- DESCRIPTION OF THE TASK: Quote the passage on the Chinese Communist Party's export of authoritarianism word for word, beginning at the words "In recent years, the" and stopping after "pressing short-term needs.".

- SOURCE DOCUMENT:
'''
The Chinese Communist Party (CCP) is bolstering autocrats and undermining democracy across the globe, and its means run the gamut. It exports surveillance systems to governments accused of human rights violations (Egypt, Serbia, Cambodia, for instance). It trains the recipients on how to use the technology for social and political control. It extols the virtues of authoritarian rule to political parties in South Africa, Kenya, Vietnam, and Cuba while sharing expertise on how ruling parties can tighten their grip. Its internet and social media regulation, which really amounts to censorship, even spurred Nigeria’s minister of information and culture to call for replicating CCP practices.

Emboldened by the pandemic, authoritarian actors and aspiring dictators attempting to cement power and centralize authority across the globe are increasingly supported and encouraged by the CCP. And the party has seized on its well-established networks to export its authoritarian model more candidly and aggressively than ever before.

But a growing number of civil society groups, journalists, and activists in target countries are working to push back against authoritarian influence from Beijing and shore up their countries’ democratic institutions. Spurred on by the CCP’s increasingly forceful posture and a mounting body of publicly available evidence exposing the impact of its tactics on democratic processes and values, civil society and independent media are working to expose and counter this threat – and they are increasingly joined in these efforts by national and local elected officials. Such resistance will become even more critical, as governments around the world seek to contain COVID-19 and deploy new approaches to governance challenges left in the wake of the pandemic. Those challenges include foreign and domestic disinformation efforts that threaten public health responses and undermine the integrity of information ecosystems.

Exporting Authoritarianism

China’s increasingly potent foreign-influence tactics undermine vulnerable democracies by exploiting and exacerbating trends toward autocracy and by capitalizing on a lack of clear understanding among governments in target countries of the potentially damaging aspects of engagement with Beijing. As an example, China promotes opacity at the expense of accountability: while Chinese government-linked entities conclude infrastructure investment deals that give it financial leverage and embolden complicit and corrupt local players, the CCP simultaneously shapes the information space to silence critics and influence domestic political decision-making in its favor.

The CCP utilizes varying and sophisticated means to influence countries’ internal narratives. They include overt propaganda, funding of research centers, media training and investment, corrupting powerful elites, and the establishment of Confucius Institutes, Chinese-funded university partnerships to promote Chinese language and culture that the U.S. State Department has characterized as entities intended to advance “Beijing’s global propaganda and malign influence.”

In recent years, the CCP has only become bolder in its efforts to promote authoritarian solutions to problems facing a growing number of countries, and it is rapidly co-opting politicians and elites all too willing to reject democratic processes to serve their own ends. These trends are exacerbated by the COVID-19 pandemic, which has highlighted systemic weaknesses in service delivery – health care and economic assistance, for starters — and increased governments’ desperation to accept Chinese investment and other offers of assistance that address pressing short-term needs.

Exposing Authoritarian Influence 

Yet, a growing number of civil society organizations, investigative journalists, and elected officials are undertaking efforts to identify and expose the impact of such influence campaigns on their societies’ economies, democratic processes, and environments.
'''
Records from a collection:
'''
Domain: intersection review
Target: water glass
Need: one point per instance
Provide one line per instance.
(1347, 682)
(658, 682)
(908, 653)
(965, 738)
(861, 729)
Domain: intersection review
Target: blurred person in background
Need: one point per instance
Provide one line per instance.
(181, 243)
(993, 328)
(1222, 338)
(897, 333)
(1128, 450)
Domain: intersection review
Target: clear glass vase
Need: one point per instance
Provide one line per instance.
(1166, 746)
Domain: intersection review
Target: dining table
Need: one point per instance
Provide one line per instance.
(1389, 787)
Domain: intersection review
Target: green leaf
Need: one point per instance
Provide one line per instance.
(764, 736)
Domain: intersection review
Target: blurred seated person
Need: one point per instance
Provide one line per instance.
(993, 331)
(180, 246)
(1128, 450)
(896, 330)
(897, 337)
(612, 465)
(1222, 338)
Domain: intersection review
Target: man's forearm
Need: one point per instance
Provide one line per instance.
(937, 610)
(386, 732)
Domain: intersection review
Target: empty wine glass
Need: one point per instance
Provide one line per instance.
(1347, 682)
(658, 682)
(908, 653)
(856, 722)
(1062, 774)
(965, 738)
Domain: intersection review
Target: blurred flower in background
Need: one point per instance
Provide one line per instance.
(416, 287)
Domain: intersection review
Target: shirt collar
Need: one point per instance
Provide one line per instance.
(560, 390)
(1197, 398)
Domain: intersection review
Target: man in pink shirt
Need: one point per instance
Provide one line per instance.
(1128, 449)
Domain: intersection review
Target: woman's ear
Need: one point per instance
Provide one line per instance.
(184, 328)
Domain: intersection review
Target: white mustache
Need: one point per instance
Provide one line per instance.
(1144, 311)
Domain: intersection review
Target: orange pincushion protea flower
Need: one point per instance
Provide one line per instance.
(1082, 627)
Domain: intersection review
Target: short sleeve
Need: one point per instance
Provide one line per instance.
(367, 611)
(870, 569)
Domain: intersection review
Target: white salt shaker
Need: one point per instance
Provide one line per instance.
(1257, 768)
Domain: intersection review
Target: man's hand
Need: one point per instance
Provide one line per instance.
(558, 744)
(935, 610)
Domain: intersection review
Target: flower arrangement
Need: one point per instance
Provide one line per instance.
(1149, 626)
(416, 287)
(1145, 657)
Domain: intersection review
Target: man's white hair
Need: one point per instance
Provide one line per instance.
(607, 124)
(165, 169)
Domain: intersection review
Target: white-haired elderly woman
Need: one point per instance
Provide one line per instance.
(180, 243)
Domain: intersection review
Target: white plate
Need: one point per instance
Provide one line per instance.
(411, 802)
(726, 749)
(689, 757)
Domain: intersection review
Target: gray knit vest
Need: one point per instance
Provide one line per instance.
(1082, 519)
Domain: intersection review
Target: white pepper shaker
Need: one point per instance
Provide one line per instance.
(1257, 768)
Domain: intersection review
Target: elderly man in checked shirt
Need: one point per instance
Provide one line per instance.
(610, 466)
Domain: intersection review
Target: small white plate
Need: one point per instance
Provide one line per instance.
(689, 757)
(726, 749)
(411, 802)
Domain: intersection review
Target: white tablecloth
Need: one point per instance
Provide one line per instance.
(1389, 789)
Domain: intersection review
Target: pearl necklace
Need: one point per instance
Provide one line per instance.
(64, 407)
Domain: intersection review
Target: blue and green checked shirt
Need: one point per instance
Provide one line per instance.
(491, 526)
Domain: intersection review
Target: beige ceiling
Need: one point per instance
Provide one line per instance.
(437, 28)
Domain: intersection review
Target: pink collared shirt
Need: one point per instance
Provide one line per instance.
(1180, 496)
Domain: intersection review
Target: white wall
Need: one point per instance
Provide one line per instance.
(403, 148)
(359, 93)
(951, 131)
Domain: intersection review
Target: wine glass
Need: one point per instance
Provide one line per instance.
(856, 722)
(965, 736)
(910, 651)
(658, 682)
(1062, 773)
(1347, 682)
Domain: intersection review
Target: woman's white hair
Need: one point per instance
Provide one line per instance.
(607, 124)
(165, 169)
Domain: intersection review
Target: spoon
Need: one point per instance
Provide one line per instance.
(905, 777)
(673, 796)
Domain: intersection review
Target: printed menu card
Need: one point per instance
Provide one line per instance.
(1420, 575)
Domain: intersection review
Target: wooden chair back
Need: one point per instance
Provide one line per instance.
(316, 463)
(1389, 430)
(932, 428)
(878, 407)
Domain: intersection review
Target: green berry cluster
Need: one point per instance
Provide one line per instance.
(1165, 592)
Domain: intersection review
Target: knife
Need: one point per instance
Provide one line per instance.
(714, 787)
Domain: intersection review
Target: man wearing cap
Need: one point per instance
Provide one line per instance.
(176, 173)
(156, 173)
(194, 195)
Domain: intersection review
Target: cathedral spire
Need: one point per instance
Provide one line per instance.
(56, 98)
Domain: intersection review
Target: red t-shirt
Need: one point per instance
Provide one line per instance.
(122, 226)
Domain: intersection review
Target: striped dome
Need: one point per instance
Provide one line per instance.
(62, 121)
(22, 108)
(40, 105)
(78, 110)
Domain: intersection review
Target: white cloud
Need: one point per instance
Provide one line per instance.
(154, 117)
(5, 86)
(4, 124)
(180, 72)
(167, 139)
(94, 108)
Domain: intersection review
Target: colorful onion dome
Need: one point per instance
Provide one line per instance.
'''
- EXERCISE RESULT:
In recent years, the CCP has only become bolder in its efforts to promote authoritarian solutions to problems facing a growing number of countries, and it is rapidly co-opting politicians and elites all too willing to reject democratic processes to serve their own ends. These trends are exacerbated by the COVID-19 pandemic, which has highlighted systemic weaknesses in service delivery – health care and economic assistance, for starters — and increased governments’ desperation to accept Chinese investment and other offers of assistance that address pressing short-term needs.